-- Begin Article --
Miocic faced Francis Ngannou on January 20, 2018, at UFC 220. The fight was anticipated as one of the most exciting in UFC history, and Miocic openly felt disrespected because he never received the amount of promotion and support Ngannou did from UFC. Miocic dominated Ngannou for five rounds using strikes with clinch or ground control following takedowns, winning by unanimous decision and breaking the record for most consecutive title defenses for the heavyweight championship with his third successful defense. When he was announced as the winner, instead of the usual practice, he took the belt from Dana White and had his coach Marcus Marinelli put it around him. Miocic received congratulations from both the President Kolinda Grabar-Kitarović and Prime Minister of Croatia Andrej Plenković.

For his fourth title defense, Miocic faced UFC Light Heavyweight Champion Daniel Cormier on July 7, 2018, in the main event at UFC 226. The champion vs. champion matchup was billed as "The Superfight". Miocic was the favorite heading into the bout, mainly due to his natural size and power advantage as well as his dangerous striking on the feet. He lost the fight via knockout in the first round, ending his championship reign. The knockout came in controversial fashion, as Cormier was warned multiple times by referee Marc Goddard for extending his fingers towards Miocic's face and poking him in the eye.

A rematch between Miocic and Daniel Cormier took place on August 17, 2019, at UFC 241 for the UFC Heavyweight Championship. Miocic won the fight by TKO in the fourth round after landing several clean left hooks to the body and following it up with punches to the head, reclaiming the title. This win earned him the Performance of the Night award. Miocic would not return to action until 2020 after suffering retinal damage in the fight due to Cormier accidentally poking him in the eye during the fight.

On June 9, 2020, it was announced that the trilogy bout between Miocic and Cormier was signed to take place at UFC 252 on August 15, 2020. Miocic won the fight via unanimous decision, this time with both fighters receiving eye pokes during the fight.
-- End Article --
-- Begin Raw records --
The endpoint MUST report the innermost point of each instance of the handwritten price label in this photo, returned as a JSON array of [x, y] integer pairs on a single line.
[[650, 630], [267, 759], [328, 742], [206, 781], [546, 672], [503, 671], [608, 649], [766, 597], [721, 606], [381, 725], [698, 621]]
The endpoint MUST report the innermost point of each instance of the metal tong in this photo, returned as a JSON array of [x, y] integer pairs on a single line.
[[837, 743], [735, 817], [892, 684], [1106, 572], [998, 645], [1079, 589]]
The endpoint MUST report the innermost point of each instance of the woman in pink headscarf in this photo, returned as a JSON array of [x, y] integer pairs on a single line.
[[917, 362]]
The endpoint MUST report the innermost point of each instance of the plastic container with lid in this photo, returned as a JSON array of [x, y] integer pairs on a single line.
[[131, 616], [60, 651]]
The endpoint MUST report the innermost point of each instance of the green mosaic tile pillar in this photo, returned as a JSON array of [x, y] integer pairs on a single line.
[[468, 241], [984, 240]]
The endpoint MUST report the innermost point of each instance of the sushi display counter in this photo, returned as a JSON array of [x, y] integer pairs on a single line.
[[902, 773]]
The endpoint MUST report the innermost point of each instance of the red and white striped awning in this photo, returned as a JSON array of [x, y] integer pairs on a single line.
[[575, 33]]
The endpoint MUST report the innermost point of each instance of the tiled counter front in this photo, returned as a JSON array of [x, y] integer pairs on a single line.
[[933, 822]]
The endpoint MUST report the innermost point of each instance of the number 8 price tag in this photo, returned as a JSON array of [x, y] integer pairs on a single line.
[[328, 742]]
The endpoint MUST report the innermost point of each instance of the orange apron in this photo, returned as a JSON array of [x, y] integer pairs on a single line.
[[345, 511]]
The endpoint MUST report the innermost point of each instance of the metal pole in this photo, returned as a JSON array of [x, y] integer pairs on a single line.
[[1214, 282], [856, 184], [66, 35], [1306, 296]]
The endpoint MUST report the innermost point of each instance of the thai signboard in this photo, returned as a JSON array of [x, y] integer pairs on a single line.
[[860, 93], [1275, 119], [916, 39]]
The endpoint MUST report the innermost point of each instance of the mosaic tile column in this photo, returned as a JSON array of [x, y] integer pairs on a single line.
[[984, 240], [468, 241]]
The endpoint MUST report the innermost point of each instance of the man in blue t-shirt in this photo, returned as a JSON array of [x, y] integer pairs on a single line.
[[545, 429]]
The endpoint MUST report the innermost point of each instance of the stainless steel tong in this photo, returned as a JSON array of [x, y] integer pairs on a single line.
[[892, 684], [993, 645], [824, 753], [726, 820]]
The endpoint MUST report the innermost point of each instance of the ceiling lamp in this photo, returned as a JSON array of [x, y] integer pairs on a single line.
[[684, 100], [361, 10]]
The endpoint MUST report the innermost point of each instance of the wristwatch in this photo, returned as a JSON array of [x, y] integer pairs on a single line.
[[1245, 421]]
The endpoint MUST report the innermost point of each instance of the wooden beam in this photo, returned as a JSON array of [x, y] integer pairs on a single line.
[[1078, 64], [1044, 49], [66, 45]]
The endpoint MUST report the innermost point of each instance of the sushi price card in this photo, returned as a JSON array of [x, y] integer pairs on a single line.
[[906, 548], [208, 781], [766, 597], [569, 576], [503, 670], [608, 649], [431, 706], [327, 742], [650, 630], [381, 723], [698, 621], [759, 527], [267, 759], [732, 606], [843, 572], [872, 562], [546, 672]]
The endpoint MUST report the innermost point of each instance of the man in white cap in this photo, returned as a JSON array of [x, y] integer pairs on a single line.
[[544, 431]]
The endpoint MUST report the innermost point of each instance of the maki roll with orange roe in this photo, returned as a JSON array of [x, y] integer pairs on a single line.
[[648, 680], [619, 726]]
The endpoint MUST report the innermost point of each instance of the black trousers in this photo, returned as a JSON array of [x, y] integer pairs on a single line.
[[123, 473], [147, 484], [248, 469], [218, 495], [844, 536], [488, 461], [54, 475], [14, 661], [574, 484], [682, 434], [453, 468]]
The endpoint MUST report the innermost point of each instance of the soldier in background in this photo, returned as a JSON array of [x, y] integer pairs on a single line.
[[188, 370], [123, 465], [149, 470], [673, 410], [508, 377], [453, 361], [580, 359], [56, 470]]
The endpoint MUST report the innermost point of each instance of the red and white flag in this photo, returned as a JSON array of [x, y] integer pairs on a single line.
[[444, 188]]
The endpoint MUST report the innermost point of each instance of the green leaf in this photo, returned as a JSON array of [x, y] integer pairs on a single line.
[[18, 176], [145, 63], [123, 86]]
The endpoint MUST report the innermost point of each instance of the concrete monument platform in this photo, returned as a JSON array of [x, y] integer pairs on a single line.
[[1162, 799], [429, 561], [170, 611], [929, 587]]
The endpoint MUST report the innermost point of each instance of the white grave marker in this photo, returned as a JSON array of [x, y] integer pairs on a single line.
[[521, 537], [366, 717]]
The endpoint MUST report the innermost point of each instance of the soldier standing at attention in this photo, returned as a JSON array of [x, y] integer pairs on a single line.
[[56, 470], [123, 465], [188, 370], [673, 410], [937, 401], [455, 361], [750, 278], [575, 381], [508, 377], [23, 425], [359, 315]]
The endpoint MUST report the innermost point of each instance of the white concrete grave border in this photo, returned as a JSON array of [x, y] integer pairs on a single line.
-- End Raw records --
▸ Exercises:
a: In the passage about Miocic's heavyweight title fights, who put the championship belt around Miocic after his win over Ngannou?
b: Summarize the passage about Miocic's heavyweight title fights in two sentences.
c: Extend the passage about Miocic's heavyweight title fights, picking up after its final sentence.

▸ Replies:
a: His coach, Marcus Marinelli, put the belt around him.

b: Miocic beat Francis Ngannou by unanimous decision at UFC 220 to set the record for consecutive heavyweight title defenses, then lost the championship to Daniel Cormier by first-round knockout at UFC 226. He won the title back from Cormier by fourth-round TKO at UFC 241 and beat him again by unanimous decision at UFC 252 in their trilogy bout.

c:
Miocic faced Francis Ngannou in a rematch on March 27, 2021, at UFC 260. He lost the title via knockout in the second round.

After Jon Jones' victory over Ciryl Gane at UFC 285 secured Jones the UFC Heavyweight Championship, UFC President Dana White announced that Miocic will face Jones in a championship bout. The bout is expected to take place during International Fight Week in early July 2023.

Personal life 
Miocic works as a part-time firefighter paramedic in Oakwood and Valley View, Ohio. He considers it possible that he will become a full-time firefighter once he retires from MMA. When asked by Joe Rogan why he still works as a firefighter despite being a UFC champion, he stated that he needs something to fall back to after his fighting career is over. He married Ryan Marie Carney on June 18, 2016, at the Divine Word Catholic Church in Kirtland, Ohio. On January 20, 2018, Miocic announced that the couple are expecting their first child. His daughter, Meelah, was born in 2018. They welcomed their second child, a boy named Mateo Cruz, on August 28, 2021 as announced on Miocic's instagram by Bruce Buffer.

Miocic can understand Croatian, though he is not fluent and has been learning the language.

On November 22, 2022, Miocic announced the death of his father.

Championships and accomplishments

Mixed martial arts 
Ultimate Fighting Championship
UFC Heavyweight Championship (Two times)
Four successful title defenses (overall)
Three successful title defenses (first reign)
One successful title defense (second reign)
Fight of the Night (Three times) vs. Stefan Struve,  Junior dos Santos and   Alistair Overeem
Performance of the Night (Five times) vs. Fábio Maldonado, Andrei Arlovski, Fabrício Werdum,  Junior dos Santos and  Daniel Cormier
Knockout of the Night (One time) vs. Philip De Fries
Most consecutive UFC Heavyweight Championship defenses (three)
Most UFC Heavyweight Championship defenses (four)
Tied (with Randy Couture) for most wins in UFC Heavyweight title fights (six)
Most head strikes landed in a fight (330) vs. Mark Hunt
Most post-fight bonus awards in UFC heavyweight division (9)
UFC Honors 2019 Comeback of the Year vs. Daniel Cormier
North American Allied Fight Series
NAAFS Heavyweight Championship (One time)
MMAJunkie.com
2014 December Fight of the Month vs. Junior dos Santos
2019 Comeback Fighter of the Year
Sherdog
2015 Beatdown of the Year vs. Mark Hunt
Fight Matrix
MMA Heavyweight Lineal Champion (Two times)
MMADNA.nl
2016 Fighter of the Year.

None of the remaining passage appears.